Your objective - Would you restate every entry that follows, word for word, and leave out the pictures?

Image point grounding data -
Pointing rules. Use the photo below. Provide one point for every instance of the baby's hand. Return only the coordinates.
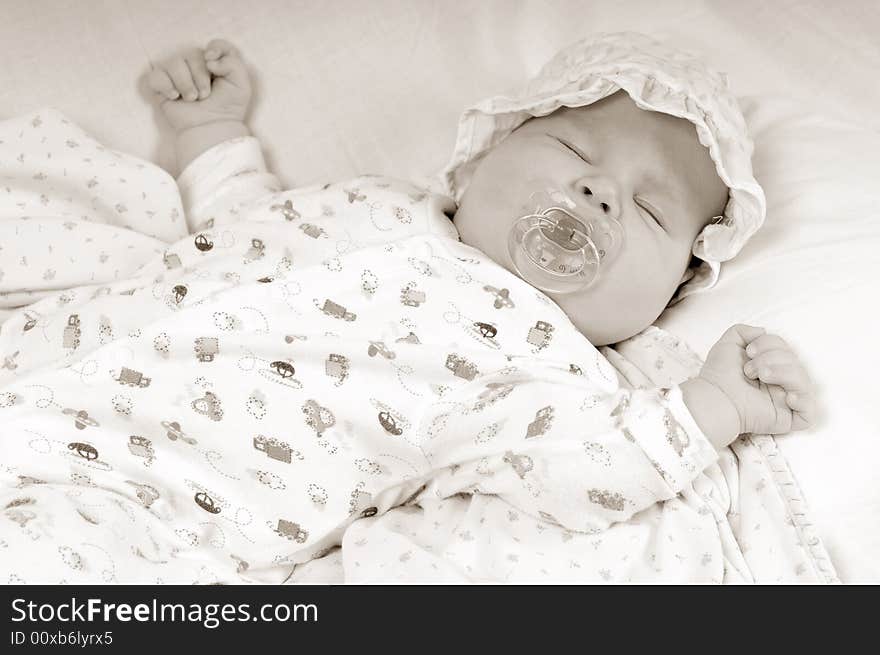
(764, 380)
(202, 86)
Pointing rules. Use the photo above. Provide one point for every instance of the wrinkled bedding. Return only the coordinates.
(325, 382)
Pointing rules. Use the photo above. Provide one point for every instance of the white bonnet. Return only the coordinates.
(657, 78)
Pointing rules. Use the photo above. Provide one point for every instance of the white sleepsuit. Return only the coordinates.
(315, 357)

Solution to this task -
Pointing rules. Use the photo below. Provide one point for every instance of the baby's hand. Return only the coordinates.
(764, 380)
(202, 86)
Pointing rules. Use the photo above. Provide one point for every instance of the wrinkled bedding. Return only the coordinates.
(325, 382)
Pointing rules. Use the photo above. Provide one point for every instance of the white bonnet. Return only the coordinates.
(657, 78)
Pointing rules. Use the photo above. Provide one point for every instance of the white sleepsuit. Return only the coordinates.
(315, 357)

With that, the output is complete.